Segment Start: SUPPLIED INFORMATION

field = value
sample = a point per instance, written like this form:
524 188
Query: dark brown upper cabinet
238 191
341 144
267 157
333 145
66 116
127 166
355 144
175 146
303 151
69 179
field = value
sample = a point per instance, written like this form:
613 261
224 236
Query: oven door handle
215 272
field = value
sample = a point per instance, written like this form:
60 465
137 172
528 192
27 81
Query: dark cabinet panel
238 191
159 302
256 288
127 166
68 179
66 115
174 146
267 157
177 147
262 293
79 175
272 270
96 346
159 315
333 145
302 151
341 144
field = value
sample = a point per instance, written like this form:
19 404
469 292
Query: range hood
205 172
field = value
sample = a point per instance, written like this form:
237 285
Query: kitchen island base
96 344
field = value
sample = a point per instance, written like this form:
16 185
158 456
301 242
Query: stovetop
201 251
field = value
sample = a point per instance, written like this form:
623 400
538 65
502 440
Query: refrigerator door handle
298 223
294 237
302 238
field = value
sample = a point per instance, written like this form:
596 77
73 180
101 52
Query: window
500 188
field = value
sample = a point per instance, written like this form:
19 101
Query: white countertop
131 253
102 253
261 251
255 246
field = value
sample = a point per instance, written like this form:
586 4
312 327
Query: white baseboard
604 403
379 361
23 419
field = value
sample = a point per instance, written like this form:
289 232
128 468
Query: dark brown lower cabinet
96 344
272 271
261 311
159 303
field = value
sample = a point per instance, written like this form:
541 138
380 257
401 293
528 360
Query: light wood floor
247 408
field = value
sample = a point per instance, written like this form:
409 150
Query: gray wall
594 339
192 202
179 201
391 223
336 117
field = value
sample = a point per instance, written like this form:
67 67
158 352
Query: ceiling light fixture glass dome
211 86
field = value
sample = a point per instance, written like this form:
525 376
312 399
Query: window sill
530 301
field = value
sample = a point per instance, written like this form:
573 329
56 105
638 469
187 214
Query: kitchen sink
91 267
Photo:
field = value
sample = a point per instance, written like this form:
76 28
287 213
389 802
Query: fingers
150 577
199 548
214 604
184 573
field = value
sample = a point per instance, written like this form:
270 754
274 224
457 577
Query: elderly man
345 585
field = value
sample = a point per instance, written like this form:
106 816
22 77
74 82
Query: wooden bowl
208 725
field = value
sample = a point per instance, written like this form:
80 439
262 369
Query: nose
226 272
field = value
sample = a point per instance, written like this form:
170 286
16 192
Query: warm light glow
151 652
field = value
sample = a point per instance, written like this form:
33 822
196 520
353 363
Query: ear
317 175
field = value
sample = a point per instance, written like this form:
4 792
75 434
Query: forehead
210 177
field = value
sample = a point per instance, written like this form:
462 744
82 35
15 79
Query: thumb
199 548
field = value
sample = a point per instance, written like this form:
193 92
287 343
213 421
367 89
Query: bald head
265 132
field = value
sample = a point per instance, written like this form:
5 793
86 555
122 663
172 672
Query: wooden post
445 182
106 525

Segment End: SUPPLIED INFORMATION

:: TASK GOAL ::
What you output should match every line above exactly.

:: RESULT BELOW ::
field = value
sample = a point per instance, written like this form:
524 188
Query: dark brown upper cabinet
238 191
341 144
267 157
333 145
66 116
127 166
355 144
175 146
303 151
69 179
field = value
sample = a point per instance, written like this form:
613 261
224 236
Query: oven door handle
215 272
field = value
sample = a point per instance, written like this form:
60 465
137 172
528 192
27 81
Query: dark cabinet panel
238 191
159 302
256 288
127 166
68 179
66 115
174 146
267 157
177 147
262 293
79 175
272 270
96 346
159 315
333 145
302 151
341 144
field = value
sample = a point per instance, written like this form:
19 404
469 292
Query: range hood
205 172
field = value
sample = a point per instance, written like this form:
237 285
Query: kitchen island base
96 344
field = value
sample = a point per instance, written like this form:
16 185
158 456
301 242
Query: stovetop
201 251
field = value
sample = a point per instance, written like this form:
623 400
538 65
502 440
Query: refrigerator door handle
298 223
294 237
302 238
field = value
sample = a point per instance, written like this form:
596 77
73 180
101 52
Query: window
500 188
field = value
sample = a point per instance, written like this form:
19 101
Query: white countertop
131 253
102 253
261 251
255 246
field = value
sample = a point per instance, written like this form:
586 4
312 327
Query: white baseboard
604 403
379 361
23 419
field = value
sample = a point per instance, written like this form:
289 232
128 468
Query: dark brown lower cabinet
96 344
272 271
261 311
159 303
field = value
sample = a point per instance, written like this form:
541 138
380 257
401 293
528 360
Query: light wood floor
247 408
field = value
sample = a point per instance, written like this form:
409 150
Query: gray wall
594 339
192 202
179 201
391 223
336 117
field = value
sample = a point per instance, written like this form:
67 67
158 352
Query: ceiling light fixture glass dome
211 86
field = value
sample = a point per instance, written like this form:
525 376
312 399
Query: window sill
530 301
field = value
sample = a point per instance, written like this form:
573 329
56 105
638 469
187 214
Query: kitchen sink
91 267
Photo:
field = value
sample = a point per instance, written like this form:
76 28
287 213
389 802
Query: fingers
150 577
199 548
214 604
184 573
field = value
sample = a point per instance, written like this form:
270 754
274 224
457 577
Query: elderly man
345 585
field = value
sample = a point per instance, written like this form:
106 816
22 77
74 82
Query: wooden bowl
208 725
field = value
sample = a point per instance, written like this form:
80 439
262 369
Query: nose
226 272
field = value
sample = a point per instance, written like this form:
170 286
16 192
Query: warm light glow
151 652
field = value
sample = a point per instance, written like this form:
33 822
196 520
353 363
Query: ear
317 175
field = value
sample = a point per instance, written like this form:
4 792
75 434
Query: forehead
210 177
field = value
sample = a point per instance, written like this form:
462 744
82 35
15 79
Query: thumb
199 548
field = value
sample = a point per instance, written like this form:
193 92
287 343
213 421
367 89
Query: bald head
265 132
field = value
sample = a point per instance, written like this form:
5 793
86 555
122 663
172 672
Query: wooden post
445 182
106 525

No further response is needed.